One of the leading African experts on heart disease has died.
Bongani Mayosi was born on 28 January 1967 in Mthatha, in South Africa’s Eastern Cape. He obtained a medical degree (1986) and then a bachelor of surgery (1989), both with distinction, from the University of KwaZulu-Natal and worked as an intern at Livingstone Hospital in Port Elizabeth. He joined the University of Cape Town in 1992 and was appointed head of the department of medicine in 2006, and then, in 2016, dean of the Faculty of Health Sciences. He was admitted to the fellowship of the College of Physicians of South Africa in 1995 and obtained a PhD from the University of Oxford in 2003.
Author or co-author of more than 250 peer-reviewed articles, Professor Mayosi was involved in a number of major research projects that brought together scientists from across the world. One on the genetics of heart disease involved collaborators in Canada and Italy as well as the US and the UK. Others relied on pan-African teams to address major health challenges facing the continent. Researchers from Canada, Kenya, Malawi, Mozambique, Sierra Leone, Uganda, Zimbabwe and, particularly, Nigeria joined forces to find ways of managing tuberculous pericarditis. An even wider group, also involving scientists from Brazil, India and Yemen, worked together on ways of preventing rheumatic fever.

INFORMATION SUPPLIED ▸
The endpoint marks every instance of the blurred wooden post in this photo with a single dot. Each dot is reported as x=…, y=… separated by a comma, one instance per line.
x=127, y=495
* * *
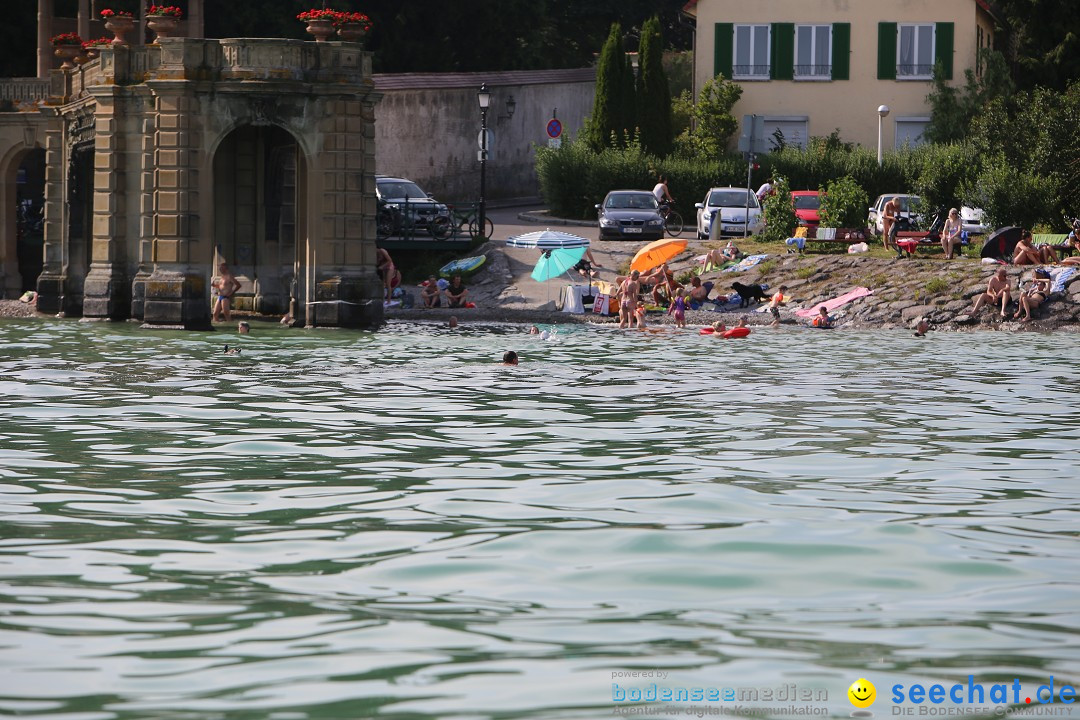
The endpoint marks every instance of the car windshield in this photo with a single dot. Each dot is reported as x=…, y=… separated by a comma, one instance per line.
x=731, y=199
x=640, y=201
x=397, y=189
* * *
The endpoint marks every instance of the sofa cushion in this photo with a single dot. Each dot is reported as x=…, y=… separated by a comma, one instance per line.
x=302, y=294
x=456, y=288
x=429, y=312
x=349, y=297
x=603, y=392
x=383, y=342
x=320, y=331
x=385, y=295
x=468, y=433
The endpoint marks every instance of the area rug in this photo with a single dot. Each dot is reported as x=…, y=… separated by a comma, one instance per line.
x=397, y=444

ACTIVITY LIST ▸
**1.** In the text about Bongani Mayosi above, rewrite the paragraph beginning "Bongani Mayosi was born on 28 January 1967" as a bulleted list that keeps its main facts.
**2.** Carry on the text about Bongani Mayosi from its final sentence.

ANSWERS FOR EACH ITEM ▸
**1.**
- Born 28 January 1967 in Mthatha, in South Africa's Eastern Cape
- Earned a medical degree (1986) and a bachelor of surgery (1989), both with distinction, from the University of KwaZulu-Natal
- Worked as an intern at Livingstone Hospital in Port Elizabeth
- Joined the University of Cape Town in 1992
- Became head of the department of medicine in 2006
- Became dean of the Faculty of Health Sciences in 2016
- Admitted to the fellowship of the College of Physicians of South Africa in 1995
- Received a PhD from the University of Oxford in 2003

**2.**
Mamokgethi Phakeng, the vice-chancellor of the University of Cape Town, paid tribute to Professor Mayosi as a dedicated and highly effective researcher who would be “remembered for his scientific rigour and his dedication to improving public health. Last year, a research team led by him made international headlines for identifying a new gene that is a major cause of sudden death by heart failure among young people and athletes. Professor Mayosi’s involvement in this research included spending 20 years monitoring a South African family that was affected by this disorder.”
His eminence had been widely recognised in South Africa and beyond. He was picked out as one of the Top 25 Influential Leaders in Healthcare by the South African Institute of Health Care Managers in 2007 and was awarded the nation’s highest honour, the Order of Mapungubwe, in 2009. He was elected to the fellowship of the Royal College of Physicians in London in 2006 and, last year, to the US National Academy of Science.
Professor Mayosi, who suffered from depression (and was said to have been greatly affected after he was targeted by students during the Fees Must Fall protests), took his own life on 27 July. He is survived by his wife, Nonhlanhla Khumalo, and two daughters.